_What you are asked to do_
With nothing added or dropped, copy the data that follows exactly.

_Available records_
-- -- --

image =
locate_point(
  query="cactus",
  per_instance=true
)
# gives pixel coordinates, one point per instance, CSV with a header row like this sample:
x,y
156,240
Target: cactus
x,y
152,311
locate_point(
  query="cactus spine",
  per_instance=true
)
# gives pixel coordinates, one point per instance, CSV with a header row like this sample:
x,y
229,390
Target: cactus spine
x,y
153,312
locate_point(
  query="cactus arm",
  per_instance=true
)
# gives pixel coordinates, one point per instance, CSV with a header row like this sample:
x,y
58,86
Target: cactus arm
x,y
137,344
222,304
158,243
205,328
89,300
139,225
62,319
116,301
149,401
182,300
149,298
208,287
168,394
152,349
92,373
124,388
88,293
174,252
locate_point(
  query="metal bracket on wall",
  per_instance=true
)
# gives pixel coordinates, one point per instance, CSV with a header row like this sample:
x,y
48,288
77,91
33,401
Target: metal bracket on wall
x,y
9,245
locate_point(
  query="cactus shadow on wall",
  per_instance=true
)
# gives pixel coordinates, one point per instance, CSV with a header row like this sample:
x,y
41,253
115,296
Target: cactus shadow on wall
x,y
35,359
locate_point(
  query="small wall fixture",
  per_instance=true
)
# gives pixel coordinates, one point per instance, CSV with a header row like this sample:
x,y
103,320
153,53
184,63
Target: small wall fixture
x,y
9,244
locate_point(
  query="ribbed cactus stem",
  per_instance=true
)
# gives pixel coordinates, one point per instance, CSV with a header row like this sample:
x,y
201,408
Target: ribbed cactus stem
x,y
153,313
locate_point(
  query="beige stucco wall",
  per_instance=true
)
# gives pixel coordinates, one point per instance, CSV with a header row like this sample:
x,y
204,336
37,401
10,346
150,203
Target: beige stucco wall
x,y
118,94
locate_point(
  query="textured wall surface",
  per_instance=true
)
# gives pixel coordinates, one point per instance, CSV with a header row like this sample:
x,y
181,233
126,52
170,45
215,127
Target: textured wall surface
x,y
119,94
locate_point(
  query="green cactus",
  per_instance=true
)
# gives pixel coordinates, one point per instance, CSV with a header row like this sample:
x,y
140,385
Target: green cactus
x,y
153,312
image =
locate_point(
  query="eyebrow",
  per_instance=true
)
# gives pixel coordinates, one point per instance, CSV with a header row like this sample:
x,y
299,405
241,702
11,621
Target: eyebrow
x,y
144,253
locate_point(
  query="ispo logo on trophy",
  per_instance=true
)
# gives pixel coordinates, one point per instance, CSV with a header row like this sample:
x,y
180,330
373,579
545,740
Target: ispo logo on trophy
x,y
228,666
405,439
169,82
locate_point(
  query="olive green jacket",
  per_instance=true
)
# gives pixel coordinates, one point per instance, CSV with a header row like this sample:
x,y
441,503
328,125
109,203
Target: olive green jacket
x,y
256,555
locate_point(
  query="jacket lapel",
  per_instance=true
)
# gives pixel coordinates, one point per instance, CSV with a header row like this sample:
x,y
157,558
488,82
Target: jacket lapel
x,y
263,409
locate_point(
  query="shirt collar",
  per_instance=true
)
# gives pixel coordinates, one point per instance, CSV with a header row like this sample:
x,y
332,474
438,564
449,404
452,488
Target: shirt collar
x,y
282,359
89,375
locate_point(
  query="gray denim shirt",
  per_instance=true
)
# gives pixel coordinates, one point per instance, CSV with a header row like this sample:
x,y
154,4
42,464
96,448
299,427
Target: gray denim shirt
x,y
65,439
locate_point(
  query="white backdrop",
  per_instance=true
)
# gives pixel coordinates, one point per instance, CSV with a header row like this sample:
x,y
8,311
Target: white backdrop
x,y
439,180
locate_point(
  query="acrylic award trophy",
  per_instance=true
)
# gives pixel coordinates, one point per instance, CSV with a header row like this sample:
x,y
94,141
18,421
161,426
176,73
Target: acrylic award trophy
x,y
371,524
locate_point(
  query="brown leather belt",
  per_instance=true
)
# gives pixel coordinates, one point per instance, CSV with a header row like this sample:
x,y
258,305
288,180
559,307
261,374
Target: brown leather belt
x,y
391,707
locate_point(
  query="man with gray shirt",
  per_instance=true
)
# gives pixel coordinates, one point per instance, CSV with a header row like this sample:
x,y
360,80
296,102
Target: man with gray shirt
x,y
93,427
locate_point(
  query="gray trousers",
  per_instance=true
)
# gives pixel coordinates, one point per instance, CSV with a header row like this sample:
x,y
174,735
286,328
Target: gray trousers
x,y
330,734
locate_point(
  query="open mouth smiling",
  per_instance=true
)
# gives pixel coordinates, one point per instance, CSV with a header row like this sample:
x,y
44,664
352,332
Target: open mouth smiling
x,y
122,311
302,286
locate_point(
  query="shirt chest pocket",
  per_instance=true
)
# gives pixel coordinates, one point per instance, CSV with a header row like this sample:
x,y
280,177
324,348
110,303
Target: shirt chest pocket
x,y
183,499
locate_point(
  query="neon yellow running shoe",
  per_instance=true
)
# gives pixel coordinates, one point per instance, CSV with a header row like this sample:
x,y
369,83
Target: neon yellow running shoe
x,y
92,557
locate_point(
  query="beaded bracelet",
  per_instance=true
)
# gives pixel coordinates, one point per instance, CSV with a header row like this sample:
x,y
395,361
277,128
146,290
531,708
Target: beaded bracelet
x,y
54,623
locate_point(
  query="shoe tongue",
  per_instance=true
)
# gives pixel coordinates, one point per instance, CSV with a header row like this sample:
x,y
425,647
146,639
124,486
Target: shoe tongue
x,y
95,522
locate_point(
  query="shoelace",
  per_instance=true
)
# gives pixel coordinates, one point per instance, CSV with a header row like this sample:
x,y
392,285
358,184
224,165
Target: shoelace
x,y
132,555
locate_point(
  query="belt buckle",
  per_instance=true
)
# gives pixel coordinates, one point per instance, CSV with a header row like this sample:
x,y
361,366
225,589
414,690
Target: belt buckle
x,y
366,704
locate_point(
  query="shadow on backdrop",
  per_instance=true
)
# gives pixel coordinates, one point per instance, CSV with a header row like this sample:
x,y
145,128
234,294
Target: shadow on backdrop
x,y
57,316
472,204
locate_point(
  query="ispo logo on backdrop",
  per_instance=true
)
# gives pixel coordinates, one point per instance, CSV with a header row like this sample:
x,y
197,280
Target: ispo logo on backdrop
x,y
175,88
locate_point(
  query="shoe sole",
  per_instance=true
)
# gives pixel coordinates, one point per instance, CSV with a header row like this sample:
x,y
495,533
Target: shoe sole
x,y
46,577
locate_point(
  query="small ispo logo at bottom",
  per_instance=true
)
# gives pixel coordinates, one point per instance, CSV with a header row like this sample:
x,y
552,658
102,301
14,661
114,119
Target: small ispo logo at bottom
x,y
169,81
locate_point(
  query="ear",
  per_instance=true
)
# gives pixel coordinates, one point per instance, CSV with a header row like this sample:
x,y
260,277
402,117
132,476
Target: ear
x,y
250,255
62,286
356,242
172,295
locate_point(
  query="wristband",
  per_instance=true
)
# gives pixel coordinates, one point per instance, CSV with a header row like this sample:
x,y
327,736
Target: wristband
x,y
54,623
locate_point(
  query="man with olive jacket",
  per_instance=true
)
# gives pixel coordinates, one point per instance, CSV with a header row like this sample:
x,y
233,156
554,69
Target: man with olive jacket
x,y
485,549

-- -- --

_Exercise output_
image =
locate_point(
  query="cactus",
  per_instance=true
)
# gives pixel coordinates, one point per instance, CSV with a header row like this sample:
x,y
156,240
Target: cactus
x,y
152,311
locate_point(
  query="cactus spine",
  per_instance=true
)
# gives pixel coordinates, one point per instance, CSV with a header row like this sample:
x,y
229,390
Target: cactus spine
x,y
153,312
locate_point(
  query="cactus arm",
  per_instance=true
)
# gives pixel coordinates, one point per instance, CSV with a header row like this sample:
x,y
58,86
Target: cactus arm
x,y
137,344
222,304
158,243
205,328
89,300
139,225
62,319
116,301
149,401
182,300
149,298
208,287
168,394
152,349
92,373
124,388
88,293
174,252
locate_point(
  query="metal bracket on wall",
  per_instance=true
)
# gives pixel coordinates, one point per instance, CSV with a header row like this sample:
x,y
48,288
77,91
33,401
Target: metal bracket on wall
x,y
9,245
locate_point(
  query="cactus shadow on wall",
  per_instance=true
)
# gives pixel coordinates, one point per instance, CSV with a header row like this sample:
x,y
41,253
115,296
Target: cactus shadow on wall
x,y
35,359
locate_point(
  query="small wall fixture",
  per_instance=true
)
# gives pixel coordinates, one point per instance, CSV with a header row like this sample:
x,y
103,320
153,53
184,63
Target: small wall fixture
x,y
9,244
locate_point(
  query="ribbed cactus stem",
  per_instance=true
)
# gives pixel coordinates, one point per instance, CSV with a header row like this sample:
x,y
201,408
Target: ribbed cactus stem
x,y
153,313
locate_point(
  query="beige stucco wall",
  per_instance=true
)
# gives pixel coordinates, one point per instance, CSV with a header row like this sample:
x,y
204,336
37,401
10,346
150,203
Target: beige stucco wall
x,y
118,94
locate_point(
  query="textured wall surface",
  per_instance=true
)
# gives pixel coordinates, one point per instance, CSV with a header row like this sample:
x,y
181,233
126,52
170,45
215,127
Target: textured wall surface
x,y
119,94
locate_point(
  query="green cactus",
  per_instance=true
)
# gives pixel coordinates, one point per instance, CSV with a header row like this sample:
x,y
140,385
Target: green cactus
x,y
153,312
image =
locate_point(
  query="eyebrow",
  per_instance=true
)
# gives pixel coordinates, one point per instance, CSV with a header row like this sample:
x,y
299,405
241,702
11,621
Target: eyebrow
x,y
144,253
locate_point(
  query="ispo logo on trophy",
  per_instance=true
)
# gives pixel coordinates, one point per instance, CSV with a header row like this sample:
x,y
180,330
373,579
545,740
Target: ispo logo on trophy
x,y
228,666
405,439
169,82
locate_point(
  query="olive green jacket",
  per_instance=true
)
# gives pixel coordinates, one point per instance, CSV with a header row like this sample:
x,y
441,503
328,125
109,203
Target: olive green jacket
x,y
256,555
locate_point(
  query="jacket lapel",
  per_instance=true
)
# gives pixel coordinates, one point per instance, CSV with a header row like this sample:
x,y
157,558
488,82
Target: jacket lapel
x,y
263,409
locate_point(
  query="shirt collar",
  per_instance=true
)
# gives pixel coordinates, one point per instance, CSV with a header row like this sample:
x,y
332,474
438,564
449,404
452,488
Target: shirt collar
x,y
282,359
89,375
locate_point(
  query="gray denim shirt",
  per_instance=true
)
# gives pixel coordinates, one point per instance, CSV with a header row like this sample:
x,y
154,4
42,464
96,448
299,427
Target: gray denim shirt
x,y
65,439
locate_point(
  query="white backdrop",
  per_instance=true
)
# gives pixel coordinates, one point per instance, CSV with a header row like this sample:
x,y
8,311
Target: white backdrop
x,y
439,180
locate_point(
  query="acrylic award trophy",
  per_instance=true
)
# gives pixel coordinates, one point per instance, CSV with a header row like this sample:
x,y
94,141
18,421
161,426
176,73
Target: acrylic award trophy
x,y
371,524
locate_point(
  query="brown leather belt",
  per_instance=true
)
# gives pixel coordinates, one point per instance, CSV with a header row like this sample:
x,y
258,305
288,180
559,307
261,374
Target: brown leather belt
x,y
391,707
locate_point(
  query="man with gray shirt",
  per_instance=true
)
# gives pixel coordinates, one point per instance, CSV with a header row like this sample:
x,y
360,80
296,102
Target: man with gray shirt
x,y
93,427
locate_point(
  query="gray trousers",
  per_instance=true
)
# gives pixel coordinates, one point per instance, CSV with a header row like this sample:
x,y
174,735
286,328
Target: gray trousers
x,y
330,734
locate_point(
  query="open mouth smiling",
  per_instance=true
)
# gives pixel coordinates, one point per instance, CSV with a header row like this sample:
x,y
44,664
352,332
Target: open mouth smiling
x,y
122,311
302,286
locate_point(
  query="shirt chest pocket",
  per_instance=true
)
# gives pixel coordinates, one point per instance, CSV with a header row like this sample:
x,y
280,177
324,348
110,303
Target: shirt chest pocket
x,y
183,499
locate_point(
  query="neon yellow running shoe",
  per_instance=true
)
# gives pixel coordinates, one point per instance, CSV with a header row like this sample:
x,y
369,83
Target: neon yellow running shoe
x,y
92,557
locate_point(
  query="beaded bracelet",
  per_instance=true
)
# gives pixel coordinates, one point per instance, CSV with a header row like this sample:
x,y
395,361
277,128
146,290
531,708
Target: beaded bracelet
x,y
54,623
locate_point(
  query="shoe tongue",
  per_instance=true
)
# gives pixel coordinates, one point per instance, CSV with a header row like this sample:
x,y
425,647
146,639
124,486
Target: shoe tongue
x,y
95,522
locate_point(
  query="shoelace",
  per_instance=true
)
# gives pixel coordinates, one point per instance, CSV with a header row like this sample:
x,y
392,285
358,184
224,165
Target: shoelace
x,y
132,555
locate_point(
  query="belt buckle",
  per_instance=true
)
# gives pixel coordinates, one point per instance, CSV with a header row like this sample:
x,y
361,366
225,589
414,690
Target: belt buckle
x,y
366,704
locate_point(
  query="shadow on backdrop",
  per_instance=true
)
# gives pixel coordinates, one point per instance, CSV with a header row like this sample:
x,y
145,128
234,294
Target: shadow on backdrop
x,y
57,316
472,204
locate_point(
  query="ispo logo on backdrop",
  per_instance=true
)
# gives pixel coordinates, one point per instance, CSV with a header row like this sample:
x,y
197,280
Target: ispo logo on backdrop
x,y
175,88
locate_point(
  query="shoe sole",
  per_instance=true
)
# gives pixel coordinates, one point per instance, CSV with a header row like this sample:
x,y
495,533
Target: shoe sole
x,y
46,577
locate_point(
  query="small ispo logo at bottom",
  per_instance=true
)
# gives pixel coordinates, one point per instance, CSV with a header row like this sample:
x,y
552,658
102,301
14,661
114,119
Target: small ispo logo at bottom
x,y
169,81
locate_point(
  query="ear",
  per_instance=true
)
# gives pixel coordinates, one point per instance, CSV with a header row like this sample:
x,y
260,277
402,117
132,476
Target: ear
x,y
250,255
62,286
356,242
172,295
locate_point(
  query="wristband",
  per_instance=true
)
# gives pixel coordinates, one point per instance, CSV with a header row like this sample:
x,y
327,736
Target: wristband
x,y
54,623
locate_point(
  query="man with olive jacket",
  per_instance=true
)
# gives pixel coordinates, one point per instance, CSV with a header row like this sample:
x,y
233,156
554,69
Target: man with olive jacket
x,y
485,549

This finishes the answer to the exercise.